◆ TASK INPUT:
********
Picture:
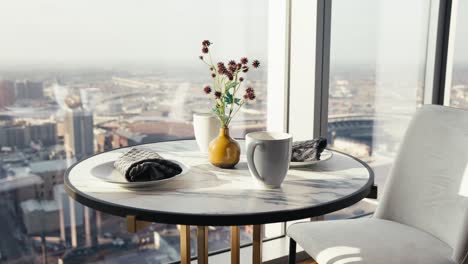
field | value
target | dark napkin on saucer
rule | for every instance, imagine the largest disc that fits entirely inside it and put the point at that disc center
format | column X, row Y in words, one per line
column 308, row 150
column 145, row 165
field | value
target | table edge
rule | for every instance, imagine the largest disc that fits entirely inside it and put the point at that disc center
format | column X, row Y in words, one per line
column 216, row 219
********
◆ PROBLEM STATEMENT:
Copy out the records word for word, from their first line through the line containing "column 145, row 165", and leave the pictures out of your copy.

◆ SOLUTION FOR THIS EXERCISE:
Picture:
field | value
target | dark napkin on saucer
rule | for every instance, imagine the largest disc that fits entirely inside it and put the point at that disc center
format | column X, row Y in words, one per line
column 308, row 150
column 145, row 165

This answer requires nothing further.